# Start of Records for this task

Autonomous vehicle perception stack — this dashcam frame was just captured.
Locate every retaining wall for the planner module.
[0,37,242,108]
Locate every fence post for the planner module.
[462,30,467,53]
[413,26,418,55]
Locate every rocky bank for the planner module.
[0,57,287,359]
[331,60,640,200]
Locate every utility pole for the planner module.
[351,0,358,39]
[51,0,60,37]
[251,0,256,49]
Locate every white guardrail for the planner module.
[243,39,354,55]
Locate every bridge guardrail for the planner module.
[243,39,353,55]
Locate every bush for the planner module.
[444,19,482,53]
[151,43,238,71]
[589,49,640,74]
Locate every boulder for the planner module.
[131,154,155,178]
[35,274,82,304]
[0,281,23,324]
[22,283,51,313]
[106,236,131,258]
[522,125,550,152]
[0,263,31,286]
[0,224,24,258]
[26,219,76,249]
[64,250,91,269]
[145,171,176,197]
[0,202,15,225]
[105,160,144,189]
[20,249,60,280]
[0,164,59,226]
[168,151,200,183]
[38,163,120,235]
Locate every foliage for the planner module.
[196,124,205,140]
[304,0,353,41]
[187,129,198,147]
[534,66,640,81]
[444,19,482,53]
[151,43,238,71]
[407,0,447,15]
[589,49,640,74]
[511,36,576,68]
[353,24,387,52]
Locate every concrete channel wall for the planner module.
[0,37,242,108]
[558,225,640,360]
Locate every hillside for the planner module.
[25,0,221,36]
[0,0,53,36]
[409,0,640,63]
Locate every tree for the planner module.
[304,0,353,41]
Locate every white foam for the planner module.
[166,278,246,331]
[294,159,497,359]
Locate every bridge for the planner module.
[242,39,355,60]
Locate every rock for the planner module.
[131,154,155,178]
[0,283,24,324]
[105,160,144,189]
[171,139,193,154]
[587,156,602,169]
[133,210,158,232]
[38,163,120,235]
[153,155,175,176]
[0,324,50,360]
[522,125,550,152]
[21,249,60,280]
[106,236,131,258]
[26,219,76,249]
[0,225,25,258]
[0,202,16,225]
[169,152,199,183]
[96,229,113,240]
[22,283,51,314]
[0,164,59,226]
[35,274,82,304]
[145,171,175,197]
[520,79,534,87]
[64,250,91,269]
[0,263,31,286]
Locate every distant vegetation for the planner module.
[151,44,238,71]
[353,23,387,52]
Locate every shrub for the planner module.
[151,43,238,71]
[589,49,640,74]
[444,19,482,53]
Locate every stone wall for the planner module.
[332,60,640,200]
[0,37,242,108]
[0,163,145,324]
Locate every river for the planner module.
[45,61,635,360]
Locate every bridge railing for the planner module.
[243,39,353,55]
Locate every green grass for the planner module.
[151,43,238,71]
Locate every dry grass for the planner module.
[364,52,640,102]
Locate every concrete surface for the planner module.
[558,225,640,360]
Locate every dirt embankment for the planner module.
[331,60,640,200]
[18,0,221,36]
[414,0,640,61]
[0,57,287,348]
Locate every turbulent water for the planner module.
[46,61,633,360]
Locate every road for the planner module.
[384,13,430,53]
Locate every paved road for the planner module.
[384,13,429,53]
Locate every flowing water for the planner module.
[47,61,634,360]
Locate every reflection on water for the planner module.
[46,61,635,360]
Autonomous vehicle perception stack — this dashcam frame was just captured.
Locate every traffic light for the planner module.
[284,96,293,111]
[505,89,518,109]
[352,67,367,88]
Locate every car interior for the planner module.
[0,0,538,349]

# End of Records for this task

Problem to work on
Copy out again the lines above, starting with the line that contains "Locate every foliage for the planner module." and going on through the line that contains "[364,52,640,102]", both ends included. Keep each request line as it is, but multiply every bounding-box coordinate by 2.5 and round it to a whole number, with halves rounded up.

Final result
Locate every foliage for the planner module.
[490,310,513,350]
[760,0,883,103]
[468,323,495,368]
[1335,165,1600,203]
[1110,48,1205,133]
[378,108,595,178]
[1018,0,1118,38]
[1473,123,1600,185]
[1278,90,1440,170]
[883,60,968,130]
Locate every concrete channel wall for the planner module.
[0,93,605,270]
[1395,563,1600,900]
Locate every hillside for the planner module.
[63,0,553,90]
[0,0,133,90]
[1023,0,1600,158]
Locate every tree for the planner module.
[760,0,883,103]
Locate every white foam for the planner module.
[415,695,615,828]
[735,398,1243,898]
Locate every bridge for the planner module.
[605,98,888,150]
Locate every rock for the planner module.
[328,385,388,445]
[0,708,60,810]
[263,400,360,473]
[428,348,483,385]
[1468,390,1505,423]
[333,525,395,580]
[95,408,300,588]
[383,388,438,440]
[0,810,125,900]
[1305,313,1375,380]
[53,623,150,700]
[265,590,328,645]
[65,548,190,623]
[0,563,63,645]
[0,505,40,563]
[423,380,498,458]
[240,573,283,600]
[55,708,128,785]
[0,410,148,565]
[88,685,205,760]
[363,428,438,493]
[1300,198,1335,218]
[160,625,228,673]
[0,658,78,715]
Locate every distant vegetation for the planner module.
[378,110,595,178]
[883,58,968,130]
Locate every shrub for the planner module.
[378,108,595,178]
[1473,123,1600,185]
[1110,48,1205,133]
Locate every stone wall for the planner module.
[830,150,1600,500]
[0,93,605,270]
[0,408,363,810]
Locate every river for the planner module.
[113,153,1588,900]
Locate every bridge railing for the planner module.
[608,98,883,138]
Locate every green grass for the planner module.
[378,108,595,178]
Locate every dry grass for the planner module.
[910,130,1600,255]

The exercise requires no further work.